Rumba and some relatives

Rumba is sometimes confused with salsa, with which it shares origins, the four beats on one basic step and the character of that step but indeed few other movements. The hip movents of Salsa is however different due to the faster music; in the US Salsa is often danced without much hip-movement as well as in the case of rumba.

There are several rhythms of the Rumba family, and associated styles of dance:

  • Yambú (slow; the dance often involving mimicking old men and women walking bent)
  • Guaguancó (medium-fast, often flirtatious, involving pelvic thrusts by the male dancers, the vacunao)
  • Columbia (fast, aggressive and competitive, generally danced by men only, occasionally mimicking combat or dancing with knives)
  • Columbia del Monte (very fast)

* _EXERCISES_
1. For each statement below, say whether it agrees with the rumba passage, answering yes or no and quoting the deciding words from the passage. (a) Yambú is a fast rhythm. (b) Columbia is generally danced by men only. (c) In Guaguancó, the pelvic thrusts are made by the female dancers.
2. Copy the stretch of the rumba passage from "Rumba and some" through "dancers, the vacunao)".

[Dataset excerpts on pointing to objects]
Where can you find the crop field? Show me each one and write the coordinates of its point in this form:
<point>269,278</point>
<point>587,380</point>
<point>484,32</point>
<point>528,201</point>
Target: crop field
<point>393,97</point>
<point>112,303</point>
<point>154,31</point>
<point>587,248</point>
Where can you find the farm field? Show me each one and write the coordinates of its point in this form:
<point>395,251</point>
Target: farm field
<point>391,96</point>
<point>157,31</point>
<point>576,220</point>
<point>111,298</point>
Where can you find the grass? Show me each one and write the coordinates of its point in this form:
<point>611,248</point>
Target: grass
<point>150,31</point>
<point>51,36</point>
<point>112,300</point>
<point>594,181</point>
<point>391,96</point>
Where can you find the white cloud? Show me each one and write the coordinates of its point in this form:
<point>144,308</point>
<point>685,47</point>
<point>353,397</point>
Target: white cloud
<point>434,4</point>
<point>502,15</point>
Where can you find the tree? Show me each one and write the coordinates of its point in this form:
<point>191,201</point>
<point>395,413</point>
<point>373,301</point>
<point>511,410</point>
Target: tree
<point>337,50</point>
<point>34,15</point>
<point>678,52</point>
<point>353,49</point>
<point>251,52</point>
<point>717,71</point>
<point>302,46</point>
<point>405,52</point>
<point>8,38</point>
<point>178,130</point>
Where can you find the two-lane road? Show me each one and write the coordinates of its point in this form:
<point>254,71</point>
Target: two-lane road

* _FULL SOLUTIONS_
1.
(a) No: "Yambú (slow"
(b) Yes: "generally danced by men only"
(c) No: "involving pelvic thrusts by the male dancers"

2.
Rumba and some relatives

Rumba is sometimes confused with salsa, with which it shares origins, the four beats on one basic step and the character of that step but indeed few other movements. The hip movents of Salsa is however different due to the faster music; in the US Salsa is often danced without much hip-movement as well as in the case of rumba.

There are several rhythms of the Rumba family, and associated styles of dance:

  • Yambú (slow; the dance often involving mimicking old men and women walking bent)
  • Guaguancó (medium-fast, often flirtatious, involving pelvic thrusts by the male dancers, the vacunao)